Data for analysis Block Start

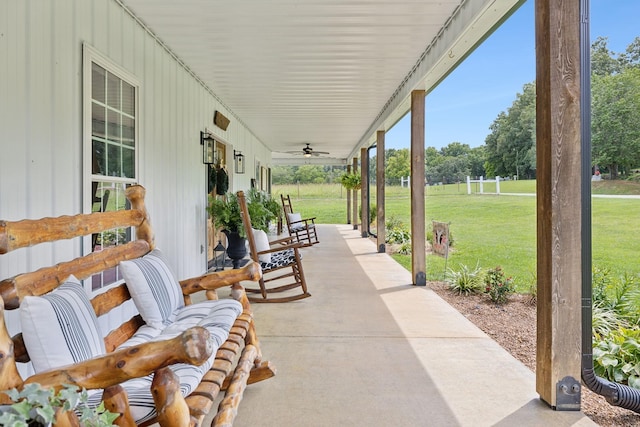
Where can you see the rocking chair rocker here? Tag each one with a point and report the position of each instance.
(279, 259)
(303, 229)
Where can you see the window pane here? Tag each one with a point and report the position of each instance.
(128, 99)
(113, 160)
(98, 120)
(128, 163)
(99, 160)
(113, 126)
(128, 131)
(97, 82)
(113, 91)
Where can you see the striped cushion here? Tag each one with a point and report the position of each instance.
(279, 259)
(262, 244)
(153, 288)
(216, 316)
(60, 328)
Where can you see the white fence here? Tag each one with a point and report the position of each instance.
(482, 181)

Data for analysis Block End

# Problem
Starting at the line with "Where can you see the striped", restate every line word for word through the end of the listing above.

# Result of this task
Where can you see the striped cushion here? Tag each one with a point and report the position of each instance.
(279, 259)
(262, 244)
(153, 288)
(216, 316)
(60, 328)
Where can you see the white fence here? Tag each one with a point and report the position of each instance.
(482, 181)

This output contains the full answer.